Arbeitsauftrag —
Entnehmen Sie bitte dem folgenden Text zur Gemeindefusion von Waghäusel wortgetreu alles von „In diesem Jahr“ bis hinunter zu „Fusionsgemeinde gewählt wurde.“.

Textabschnitt —
□ □ □ □ □

In diesem Jahr feiern wir 50 Jahre Zusammenschluss von Kirrlach, Waghäusel und Wiesental. Die Vereinbarung zur Neubildung der Gemeinde trat zum 1. Januar 1975 in Kraft.
Am kommenden Sonntag sind es genau 50 Jahre, dass der erste Bürgermeister der Fusionsgemeinde gewählt wurde.
Im Wahlkampf hatten Emil Groß und Robert Straub in vielen damals drängenden Sachfragen übereingestimmt. „Als wichtigste Aufgabe des neuen Bürgermeisters in der Großgemeinde Waghäusel erkannten die beiden Bewerber … die drei Ortsteile zu einem echten Gemeinwesen zu vereinen“, berichtete die Bruchsaler Rundschau am 24. Mai 1975 über die erste Kandidatenvorstellung am 22. Mai in Waghäusel. Beide wollten insbesondere die Verwirklichung des geplanten Großen Bildungszentrums im Ortsteil Waghäusel und dass bei dem anstehenden Neubau von Verkehrsprojekten wie der Schnellbahnstrecke und der Verlegung der B 36 die Belange der Bevölkerung angemessen beachtet werden.
Unterschiedliche Sichtweisen gab es vor allem um den Verlauf der Gemeindefusion und die Höhe der entgangenen Fusionsprämien. Durch Regelungen zur Gemeindereform wären über mehrere Jahre gestaffelte Zahlungen des Landes, abhängig von der Gemeindegröße, möglich gewesen. Waghäusel hatte den freiwilligen Zusammenschluss zum letztmöglichen Zeitpunkt vollzogen und rund 800.000 DM erhalten, die nach der Fusionsvereinbarung komplett für den Bau des Bildungszentrums bzw. der Realschule verwendet wurden.

□ □ □ □ □

Bereitgestellte Angaben —
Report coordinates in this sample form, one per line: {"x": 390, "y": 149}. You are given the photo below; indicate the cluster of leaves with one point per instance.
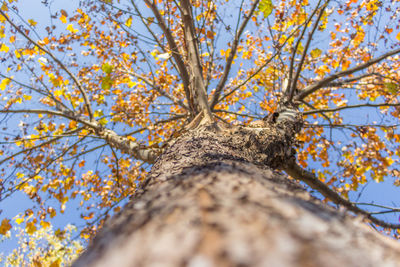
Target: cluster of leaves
{"x": 112, "y": 65}
{"x": 44, "y": 247}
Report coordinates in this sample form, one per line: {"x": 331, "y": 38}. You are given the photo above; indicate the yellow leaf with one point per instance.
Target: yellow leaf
{"x": 265, "y": 6}
{"x": 128, "y": 22}
{"x": 63, "y": 19}
{"x": 19, "y": 220}
{"x": 5, "y": 226}
{"x": 30, "y": 227}
{"x": 4, "y": 7}
{"x": 4, "y": 84}
{"x": 103, "y": 121}
{"x": 32, "y": 22}
{"x": 72, "y": 124}
{"x": 17, "y": 54}
{"x": 316, "y": 53}
{"x": 70, "y": 28}
{"x": 4, "y": 48}
{"x": 44, "y": 224}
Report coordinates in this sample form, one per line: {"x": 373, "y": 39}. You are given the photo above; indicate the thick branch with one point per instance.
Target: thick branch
{"x": 287, "y": 89}
{"x": 309, "y": 178}
{"x": 194, "y": 63}
{"x": 231, "y": 56}
{"x": 277, "y": 52}
{"x": 324, "y": 82}
{"x": 121, "y": 142}
{"x": 62, "y": 66}
{"x": 303, "y": 56}
{"x": 349, "y": 107}
{"x": 174, "y": 49}
{"x": 158, "y": 89}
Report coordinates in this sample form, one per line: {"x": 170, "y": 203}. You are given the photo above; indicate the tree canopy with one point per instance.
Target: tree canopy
{"x": 90, "y": 96}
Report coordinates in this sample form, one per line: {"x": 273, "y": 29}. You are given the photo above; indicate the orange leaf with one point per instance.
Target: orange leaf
{"x": 5, "y": 226}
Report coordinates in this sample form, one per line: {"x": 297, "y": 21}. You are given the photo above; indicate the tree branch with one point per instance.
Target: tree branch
{"x": 303, "y": 56}
{"x": 291, "y": 66}
{"x": 158, "y": 89}
{"x": 262, "y": 66}
{"x": 194, "y": 63}
{"x": 349, "y": 107}
{"x": 309, "y": 178}
{"x": 231, "y": 56}
{"x": 62, "y": 66}
{"x": 174, "y": 48}
{"x": 324, "y": 82}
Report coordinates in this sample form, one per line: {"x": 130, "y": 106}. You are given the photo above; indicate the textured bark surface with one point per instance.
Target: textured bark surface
{"x": 211, "y": 200}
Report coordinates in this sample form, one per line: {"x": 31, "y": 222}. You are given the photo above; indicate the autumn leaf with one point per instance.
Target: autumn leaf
{"x": 392, "y": 87}
{"x": 32, "y": 22}
{"x": 265, "y": 6}
{"x": 128, "y": 22}
{"x": 5, "y": 226}
{"x": 107, "y": 68}
{"x": 315, "y": 53}
{"x": 71, "y": 28}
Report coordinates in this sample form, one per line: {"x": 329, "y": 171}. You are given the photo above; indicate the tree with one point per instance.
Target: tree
{"x": 221, "y": 98}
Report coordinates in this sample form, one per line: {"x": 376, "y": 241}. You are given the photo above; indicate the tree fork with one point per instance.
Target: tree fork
{"x": 213, "y": 199}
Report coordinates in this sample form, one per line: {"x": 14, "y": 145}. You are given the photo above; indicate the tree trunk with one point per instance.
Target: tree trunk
{"x": 212, "y": 200}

□ □ □ □ □

Lösung —
In diesem Jahr feiern wir 50 Jahre Zusammenschluss von Kirrlach, Waghäusel und Wiesental. Die Vereinbarung zur Neubildung der Gemeinde trat zum 1. Januar 1975 in Kraft.
Am kommenden Sonntag sind es genau 50 Jahre, dass der erste Bürgermeister der Fusionsgemeinde gewählt wurde.